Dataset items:
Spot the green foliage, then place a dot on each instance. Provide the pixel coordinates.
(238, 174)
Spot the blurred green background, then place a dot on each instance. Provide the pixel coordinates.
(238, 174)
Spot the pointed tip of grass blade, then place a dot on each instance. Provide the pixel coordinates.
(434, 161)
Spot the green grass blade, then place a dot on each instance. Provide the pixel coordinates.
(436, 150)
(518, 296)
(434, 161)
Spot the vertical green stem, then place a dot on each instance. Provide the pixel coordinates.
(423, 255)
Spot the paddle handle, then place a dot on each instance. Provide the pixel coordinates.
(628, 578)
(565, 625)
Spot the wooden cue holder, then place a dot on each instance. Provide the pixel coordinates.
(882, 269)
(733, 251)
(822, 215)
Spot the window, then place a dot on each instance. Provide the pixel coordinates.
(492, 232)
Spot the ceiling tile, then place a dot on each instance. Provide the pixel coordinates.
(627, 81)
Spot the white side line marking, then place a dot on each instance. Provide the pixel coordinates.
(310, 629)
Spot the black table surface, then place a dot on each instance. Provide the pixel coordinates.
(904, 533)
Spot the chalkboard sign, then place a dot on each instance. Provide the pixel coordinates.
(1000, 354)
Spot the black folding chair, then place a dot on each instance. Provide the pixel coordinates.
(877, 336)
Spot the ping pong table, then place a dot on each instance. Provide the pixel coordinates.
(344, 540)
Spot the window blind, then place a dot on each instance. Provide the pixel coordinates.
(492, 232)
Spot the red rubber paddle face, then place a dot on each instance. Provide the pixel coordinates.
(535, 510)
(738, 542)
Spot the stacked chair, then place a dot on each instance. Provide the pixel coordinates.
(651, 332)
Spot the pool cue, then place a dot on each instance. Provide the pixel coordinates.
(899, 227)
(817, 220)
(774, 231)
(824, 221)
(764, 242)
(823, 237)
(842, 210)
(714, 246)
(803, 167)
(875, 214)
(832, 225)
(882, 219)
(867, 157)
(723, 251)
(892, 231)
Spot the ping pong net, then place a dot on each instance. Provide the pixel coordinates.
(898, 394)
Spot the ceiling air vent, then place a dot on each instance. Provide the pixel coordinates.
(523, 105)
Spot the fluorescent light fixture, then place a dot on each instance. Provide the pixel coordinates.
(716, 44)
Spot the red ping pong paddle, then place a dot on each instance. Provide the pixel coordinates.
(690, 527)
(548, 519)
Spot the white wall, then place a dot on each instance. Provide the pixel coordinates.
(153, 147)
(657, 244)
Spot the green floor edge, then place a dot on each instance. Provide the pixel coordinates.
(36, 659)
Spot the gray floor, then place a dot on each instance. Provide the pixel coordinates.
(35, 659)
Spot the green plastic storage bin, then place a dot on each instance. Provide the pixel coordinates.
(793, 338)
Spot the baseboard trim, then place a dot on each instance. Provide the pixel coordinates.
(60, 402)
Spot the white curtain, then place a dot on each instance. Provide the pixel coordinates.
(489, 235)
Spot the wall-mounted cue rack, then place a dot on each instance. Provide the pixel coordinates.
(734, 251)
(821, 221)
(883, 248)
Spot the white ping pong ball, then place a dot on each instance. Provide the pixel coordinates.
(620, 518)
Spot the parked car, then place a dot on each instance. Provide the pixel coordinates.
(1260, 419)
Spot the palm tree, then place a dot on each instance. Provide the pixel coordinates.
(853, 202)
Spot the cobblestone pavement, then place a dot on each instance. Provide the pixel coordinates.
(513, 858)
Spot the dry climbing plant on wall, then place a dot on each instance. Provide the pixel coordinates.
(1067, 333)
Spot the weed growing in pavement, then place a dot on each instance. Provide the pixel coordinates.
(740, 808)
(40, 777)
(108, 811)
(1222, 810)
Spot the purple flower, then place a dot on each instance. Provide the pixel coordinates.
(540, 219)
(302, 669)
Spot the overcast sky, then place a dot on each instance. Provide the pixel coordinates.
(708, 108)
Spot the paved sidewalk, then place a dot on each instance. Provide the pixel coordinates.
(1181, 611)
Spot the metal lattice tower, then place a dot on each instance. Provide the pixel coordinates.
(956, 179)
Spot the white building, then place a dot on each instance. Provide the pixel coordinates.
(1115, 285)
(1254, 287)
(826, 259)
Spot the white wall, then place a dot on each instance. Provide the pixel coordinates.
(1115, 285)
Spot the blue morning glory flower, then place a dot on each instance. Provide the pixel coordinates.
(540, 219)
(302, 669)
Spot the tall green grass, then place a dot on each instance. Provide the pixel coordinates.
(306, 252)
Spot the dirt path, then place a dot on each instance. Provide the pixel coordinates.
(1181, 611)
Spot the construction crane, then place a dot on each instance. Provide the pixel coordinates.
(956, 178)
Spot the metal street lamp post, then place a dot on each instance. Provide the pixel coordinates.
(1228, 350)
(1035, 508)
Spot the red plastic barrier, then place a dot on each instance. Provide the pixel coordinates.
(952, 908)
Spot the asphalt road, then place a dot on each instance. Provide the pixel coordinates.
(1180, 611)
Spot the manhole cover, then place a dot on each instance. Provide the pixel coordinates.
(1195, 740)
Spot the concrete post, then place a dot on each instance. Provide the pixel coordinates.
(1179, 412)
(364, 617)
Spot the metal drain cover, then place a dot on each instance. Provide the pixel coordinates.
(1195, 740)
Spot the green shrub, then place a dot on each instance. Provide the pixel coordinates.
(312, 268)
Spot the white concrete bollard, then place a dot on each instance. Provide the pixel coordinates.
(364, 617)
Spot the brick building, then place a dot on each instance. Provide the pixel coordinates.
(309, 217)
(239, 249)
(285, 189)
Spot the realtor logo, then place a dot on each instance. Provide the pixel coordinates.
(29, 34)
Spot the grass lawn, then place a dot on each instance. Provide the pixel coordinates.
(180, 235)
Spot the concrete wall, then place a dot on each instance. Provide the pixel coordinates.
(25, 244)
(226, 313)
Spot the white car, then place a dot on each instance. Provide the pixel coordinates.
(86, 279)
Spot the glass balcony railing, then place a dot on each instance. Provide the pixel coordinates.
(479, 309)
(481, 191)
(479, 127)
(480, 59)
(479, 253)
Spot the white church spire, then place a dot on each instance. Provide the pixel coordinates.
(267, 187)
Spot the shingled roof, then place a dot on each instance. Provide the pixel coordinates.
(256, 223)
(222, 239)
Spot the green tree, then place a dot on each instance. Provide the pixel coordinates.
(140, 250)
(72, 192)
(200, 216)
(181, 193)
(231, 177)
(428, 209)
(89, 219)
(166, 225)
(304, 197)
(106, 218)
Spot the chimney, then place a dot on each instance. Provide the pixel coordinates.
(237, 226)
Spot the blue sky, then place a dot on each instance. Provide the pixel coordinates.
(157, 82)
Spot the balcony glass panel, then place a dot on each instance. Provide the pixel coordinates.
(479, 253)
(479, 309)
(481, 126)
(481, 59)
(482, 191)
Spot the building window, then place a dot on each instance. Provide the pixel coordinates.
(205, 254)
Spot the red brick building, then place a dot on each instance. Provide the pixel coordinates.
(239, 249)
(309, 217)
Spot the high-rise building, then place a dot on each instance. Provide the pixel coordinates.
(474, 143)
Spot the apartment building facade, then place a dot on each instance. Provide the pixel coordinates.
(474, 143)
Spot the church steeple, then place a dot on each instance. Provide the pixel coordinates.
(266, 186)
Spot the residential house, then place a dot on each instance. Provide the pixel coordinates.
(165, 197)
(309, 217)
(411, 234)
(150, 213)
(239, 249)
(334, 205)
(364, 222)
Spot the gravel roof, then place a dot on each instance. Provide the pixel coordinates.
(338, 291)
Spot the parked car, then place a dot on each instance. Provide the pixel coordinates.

Task to complete: Give again only the lines of the material above that run from the one with "Spot the realtor" through the end, both included, exactly as they appear.

Exercise result:
Spot the realtor logo, then place a dot on each instance. Provide the pixel coordinates.
(29, 34)
Spot the grass lawn, then place a dot on each instance. Provide the pixel coordinates.
(180, 235)
Spot the concrete wall, then place a dot on each instance. Provide the pixel coordinates.
(25, 244)
(226, 313)
Spot the white car, then place a dot on each instance. Provide the pixel coordinates.
(86, 279)
Spot the glass balcony railing, then place a dot on each instance. Provide the pixel coordinates.
(479, 309)
(481, 191)
(479, 127)
(480, 59)
(479, 253)
Spot the white church spire, then place a dot on each instance. Provide the pixel coordinates.
(267, 187)
Spot the shingled roof, then place a dot on each instance. Provide the pixel coordinates.
(256, 223)
(222, 239)
Spot the green tree, then place a dot on each instance. Provide the pixel coordinates.
(140, 250)
(72, 192)
(200, 216)
(181, 193)
(231, 177)
(428, 209)
(89, 219)
(166, 225)
(304, 197)
(106, 218)
Spot the chimney, then place a dot on each instance. Provide the pixel coordinates.
(237, 226)
Spot the blue sky, then place a dot on each instance. Provide the pixel coordinates.
(157, 82)
Spot the balcony glass panel, then place a dot on each instance. Provide the pixel coordinates.
(479, 253)
(479, 309)
(481, 126)
(481, 59)
(482, 191)
Spot the building window, then place a dot on each instance. Provide the pixel coordinates.
(205, 254)
Spot the red brick building, then place a dot on each instance. Provide the pixel coordinates.
(239, 249)
(309, 217)
Spot the high-rise building, then place a dot on each instance. Provide the pixel coordinates.
(474, 143)
Spot the apartment building facade, then place a dot on each instance. Provide the pixel coordinates.
(474, 143)
Spot the church steeple, then place a dot on each instance. Provide the pixel coordinates.
(266, 186)
Spot the residential house, then place a dot on each instance. Provide the pixel coordinates.
(165, 197)
(309, 217)
(411, 234)
(150, 213)
(239, 249)
(334, 205)
(364, 222)
Spot the gravel roof, then place a dot on each instance. Provide the pixel coordinates.
(338, 291)
Spot the parked car, then place a dot on each instance. Provide the pixel coordinates.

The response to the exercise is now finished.